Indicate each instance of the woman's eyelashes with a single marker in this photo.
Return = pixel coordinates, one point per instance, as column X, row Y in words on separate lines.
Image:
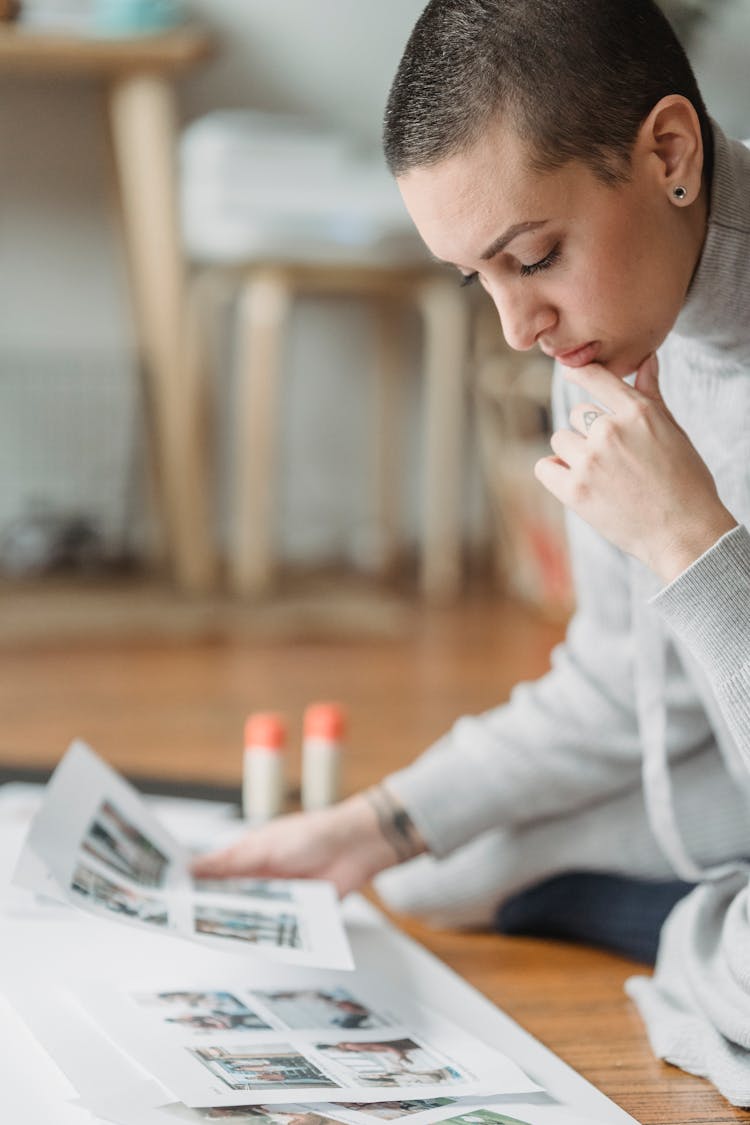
column 543, row 263
column 525, row 271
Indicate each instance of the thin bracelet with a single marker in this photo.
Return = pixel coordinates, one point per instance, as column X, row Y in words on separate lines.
column 395, row 824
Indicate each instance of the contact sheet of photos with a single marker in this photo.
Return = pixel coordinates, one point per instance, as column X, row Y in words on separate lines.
column 96, row 844
column 241, row 1045
column 450, row 1112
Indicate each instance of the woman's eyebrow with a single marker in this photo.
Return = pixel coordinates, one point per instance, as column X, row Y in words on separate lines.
column 508, row 235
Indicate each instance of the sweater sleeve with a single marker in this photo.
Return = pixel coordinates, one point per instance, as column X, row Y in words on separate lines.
column 561, row 743
column 708, row 608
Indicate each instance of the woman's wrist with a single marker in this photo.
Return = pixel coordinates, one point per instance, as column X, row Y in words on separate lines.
column 395, row 822
column 693, row 545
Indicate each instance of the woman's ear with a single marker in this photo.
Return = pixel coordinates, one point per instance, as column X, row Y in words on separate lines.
column 671, row 143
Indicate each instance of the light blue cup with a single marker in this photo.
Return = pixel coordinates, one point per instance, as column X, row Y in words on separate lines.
column 136, row 17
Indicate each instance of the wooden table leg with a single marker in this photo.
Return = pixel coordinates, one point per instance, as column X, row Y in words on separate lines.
column 262, row 314
column 445, row 320
column 387, row 432
column 143, row 127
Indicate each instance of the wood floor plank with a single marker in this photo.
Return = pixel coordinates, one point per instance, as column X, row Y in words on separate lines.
column 159, row 695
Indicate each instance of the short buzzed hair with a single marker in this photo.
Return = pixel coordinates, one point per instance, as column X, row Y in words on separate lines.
column 576, row 79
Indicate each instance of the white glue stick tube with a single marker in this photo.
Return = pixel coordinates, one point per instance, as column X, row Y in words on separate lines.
column 322, row 755
column 263, row 767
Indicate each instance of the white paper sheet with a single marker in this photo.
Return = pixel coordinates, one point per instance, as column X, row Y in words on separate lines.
column 253, row 1040
column 463, row 1113
column 96, row 844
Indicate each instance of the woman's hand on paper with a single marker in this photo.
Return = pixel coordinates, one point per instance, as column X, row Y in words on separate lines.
column 343, row 844
column 631, row 471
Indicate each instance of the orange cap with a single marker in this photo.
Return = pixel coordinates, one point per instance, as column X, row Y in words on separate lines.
column 325, row 720
column 267, row 729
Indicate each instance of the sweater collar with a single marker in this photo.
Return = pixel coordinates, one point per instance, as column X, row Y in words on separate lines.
column 716, row 311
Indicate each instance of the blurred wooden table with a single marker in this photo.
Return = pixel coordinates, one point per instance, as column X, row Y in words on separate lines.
column 138, row 74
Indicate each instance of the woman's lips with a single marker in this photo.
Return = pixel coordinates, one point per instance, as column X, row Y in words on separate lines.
column 579, row 357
________
Search the records for the string "wooden" and report each line that has it.

_ANSWER:_
Indicate each instance of the wooden table leg with a single marker in this photo.
Indicate each instance of the blurred wooden table with a single marker in this photo.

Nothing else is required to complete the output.